(Point annotation records)
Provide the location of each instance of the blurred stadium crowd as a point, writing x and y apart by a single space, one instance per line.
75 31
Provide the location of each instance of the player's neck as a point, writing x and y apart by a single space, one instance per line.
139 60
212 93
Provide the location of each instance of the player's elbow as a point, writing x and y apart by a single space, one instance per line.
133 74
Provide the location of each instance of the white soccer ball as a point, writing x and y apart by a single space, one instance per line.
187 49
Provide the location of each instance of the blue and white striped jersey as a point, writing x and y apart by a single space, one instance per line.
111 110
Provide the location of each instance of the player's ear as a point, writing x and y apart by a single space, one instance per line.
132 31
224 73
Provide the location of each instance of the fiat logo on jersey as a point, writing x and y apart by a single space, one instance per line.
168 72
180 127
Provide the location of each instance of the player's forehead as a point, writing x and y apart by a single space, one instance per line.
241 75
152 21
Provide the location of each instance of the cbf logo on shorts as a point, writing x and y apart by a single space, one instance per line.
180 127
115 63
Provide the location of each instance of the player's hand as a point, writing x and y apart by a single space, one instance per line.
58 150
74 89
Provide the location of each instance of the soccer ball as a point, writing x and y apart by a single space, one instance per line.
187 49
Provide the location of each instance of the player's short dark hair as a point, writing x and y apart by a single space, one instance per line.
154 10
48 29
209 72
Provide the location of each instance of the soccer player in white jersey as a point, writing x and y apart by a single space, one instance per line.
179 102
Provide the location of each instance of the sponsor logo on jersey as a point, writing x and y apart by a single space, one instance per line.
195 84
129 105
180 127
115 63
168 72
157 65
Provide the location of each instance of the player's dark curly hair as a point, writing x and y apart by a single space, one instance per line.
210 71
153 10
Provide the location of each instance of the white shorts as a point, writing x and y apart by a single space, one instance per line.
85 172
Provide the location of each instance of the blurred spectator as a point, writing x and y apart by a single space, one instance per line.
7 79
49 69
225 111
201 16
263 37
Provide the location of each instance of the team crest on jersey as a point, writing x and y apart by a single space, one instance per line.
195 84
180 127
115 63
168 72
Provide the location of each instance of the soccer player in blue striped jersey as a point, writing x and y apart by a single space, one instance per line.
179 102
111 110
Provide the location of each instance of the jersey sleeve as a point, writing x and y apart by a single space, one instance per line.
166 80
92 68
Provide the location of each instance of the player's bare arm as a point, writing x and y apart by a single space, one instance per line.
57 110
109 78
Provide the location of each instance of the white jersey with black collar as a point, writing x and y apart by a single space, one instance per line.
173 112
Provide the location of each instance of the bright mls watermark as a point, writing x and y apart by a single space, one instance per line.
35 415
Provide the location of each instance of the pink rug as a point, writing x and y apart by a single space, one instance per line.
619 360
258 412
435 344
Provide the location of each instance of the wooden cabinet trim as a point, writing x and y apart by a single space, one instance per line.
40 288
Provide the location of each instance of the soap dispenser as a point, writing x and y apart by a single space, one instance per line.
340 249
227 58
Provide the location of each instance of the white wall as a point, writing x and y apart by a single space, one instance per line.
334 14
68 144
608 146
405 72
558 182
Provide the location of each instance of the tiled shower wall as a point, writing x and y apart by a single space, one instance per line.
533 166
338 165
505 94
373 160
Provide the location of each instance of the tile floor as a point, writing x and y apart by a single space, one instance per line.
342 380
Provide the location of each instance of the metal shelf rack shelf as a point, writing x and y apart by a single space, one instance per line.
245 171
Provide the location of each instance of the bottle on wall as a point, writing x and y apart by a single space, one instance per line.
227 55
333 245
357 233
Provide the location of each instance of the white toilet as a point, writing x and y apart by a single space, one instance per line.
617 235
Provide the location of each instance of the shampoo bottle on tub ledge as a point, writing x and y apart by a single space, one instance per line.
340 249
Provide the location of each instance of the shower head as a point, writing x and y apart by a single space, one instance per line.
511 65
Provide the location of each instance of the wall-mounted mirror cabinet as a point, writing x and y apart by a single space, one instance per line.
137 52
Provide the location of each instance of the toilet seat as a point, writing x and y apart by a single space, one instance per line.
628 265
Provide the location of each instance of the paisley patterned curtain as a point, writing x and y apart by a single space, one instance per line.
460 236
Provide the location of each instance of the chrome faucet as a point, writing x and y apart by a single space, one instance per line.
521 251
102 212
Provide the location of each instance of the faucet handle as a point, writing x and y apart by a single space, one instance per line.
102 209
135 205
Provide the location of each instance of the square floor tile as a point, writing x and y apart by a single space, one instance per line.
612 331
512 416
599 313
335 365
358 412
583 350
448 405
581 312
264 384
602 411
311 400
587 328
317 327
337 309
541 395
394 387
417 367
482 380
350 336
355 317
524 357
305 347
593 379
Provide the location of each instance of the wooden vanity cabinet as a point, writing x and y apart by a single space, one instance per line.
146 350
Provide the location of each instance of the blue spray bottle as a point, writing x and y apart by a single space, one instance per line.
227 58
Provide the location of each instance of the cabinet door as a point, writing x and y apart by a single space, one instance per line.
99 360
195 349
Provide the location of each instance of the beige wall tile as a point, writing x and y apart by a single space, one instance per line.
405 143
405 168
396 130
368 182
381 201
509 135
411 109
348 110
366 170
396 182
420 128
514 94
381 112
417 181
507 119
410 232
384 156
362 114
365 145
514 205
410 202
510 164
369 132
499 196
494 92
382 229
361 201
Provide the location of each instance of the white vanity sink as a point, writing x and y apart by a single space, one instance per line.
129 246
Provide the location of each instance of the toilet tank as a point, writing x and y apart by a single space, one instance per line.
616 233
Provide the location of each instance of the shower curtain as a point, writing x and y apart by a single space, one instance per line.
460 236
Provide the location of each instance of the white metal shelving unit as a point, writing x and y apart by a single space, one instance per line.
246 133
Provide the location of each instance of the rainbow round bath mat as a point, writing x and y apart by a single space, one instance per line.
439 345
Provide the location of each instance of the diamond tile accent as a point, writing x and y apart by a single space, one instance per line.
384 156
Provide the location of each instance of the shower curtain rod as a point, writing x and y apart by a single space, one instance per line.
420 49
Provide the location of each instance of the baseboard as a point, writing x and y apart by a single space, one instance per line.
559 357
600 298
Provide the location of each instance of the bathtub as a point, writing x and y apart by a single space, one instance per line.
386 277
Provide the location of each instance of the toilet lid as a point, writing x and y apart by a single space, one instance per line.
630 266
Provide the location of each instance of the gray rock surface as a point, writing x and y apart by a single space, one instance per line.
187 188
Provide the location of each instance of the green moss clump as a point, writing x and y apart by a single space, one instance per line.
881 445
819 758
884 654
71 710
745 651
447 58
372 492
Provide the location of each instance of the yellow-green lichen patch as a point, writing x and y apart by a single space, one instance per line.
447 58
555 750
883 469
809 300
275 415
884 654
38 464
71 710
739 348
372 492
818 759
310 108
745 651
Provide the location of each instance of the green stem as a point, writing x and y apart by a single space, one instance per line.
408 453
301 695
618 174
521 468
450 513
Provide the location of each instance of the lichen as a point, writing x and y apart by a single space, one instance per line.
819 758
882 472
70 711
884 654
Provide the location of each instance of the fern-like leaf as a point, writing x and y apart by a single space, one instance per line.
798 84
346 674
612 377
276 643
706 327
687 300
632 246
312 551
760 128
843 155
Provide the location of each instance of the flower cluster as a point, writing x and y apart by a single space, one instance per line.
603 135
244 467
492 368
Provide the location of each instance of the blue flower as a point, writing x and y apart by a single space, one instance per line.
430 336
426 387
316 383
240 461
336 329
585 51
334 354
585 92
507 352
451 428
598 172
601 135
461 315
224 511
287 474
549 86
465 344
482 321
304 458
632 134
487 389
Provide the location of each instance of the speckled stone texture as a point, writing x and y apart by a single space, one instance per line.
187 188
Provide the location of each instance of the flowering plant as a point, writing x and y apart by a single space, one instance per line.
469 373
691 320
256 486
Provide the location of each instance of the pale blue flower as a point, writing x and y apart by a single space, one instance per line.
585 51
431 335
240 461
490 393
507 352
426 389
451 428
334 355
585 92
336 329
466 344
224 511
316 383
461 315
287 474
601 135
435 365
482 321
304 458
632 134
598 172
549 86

Instructions to follow ::
Write out again, unchanged, every line from the line containing "Provide the location of each instance of the lichen" to the final line of the material above.

Exercise answer ::
Provide the location of each instance of the lichen as a point, writing x and y apart by a single space, one instance per line.
819 758
882 472
70 711
884 654
Provide the location of each instance of the fern-like leaf as a point, writing x and y apart by a single space, one instance per line.
798 84
346 674
612 377
276 643
706 327
687 300
632 246
312 551
760 128
843 155
Provide the location of each instance of the flower cluster as a point, writing x and y apart by a single space, one instance per line.
603 135
244 467
492 368
Provide the location of each instance of the blue flower as a point, writing x and y apart by a single space, one instance per line.
430 336
426 387
316 383
240 461
336 329
585 51
334 354
585 92
507 352
451 428
598 172
601 135
461 315
224 511
287 474
549 86
465 344
482 321
304 458
632 134
487 389
Provide the location of each instance of the speckled stone texture as a point, writing x and y apart by a single space, one instance per line.
187 188
Provide the location of each instance of the flowering plant as a point, writing x and y apart by a single space, one instance per line.
469 373
691 320
256 486
Provide the location of each instance of the pale blue flower as a point, writing x and y apart by a single space, one instance per line.
585 51
431 335
240 461
490 393
507 352
426 389
451 428
334 355
585 92
336 329
466 344
224 511
316 383
461 315
287 474
601 135
435 365
482 321
304 458
632 134
598 172
549 86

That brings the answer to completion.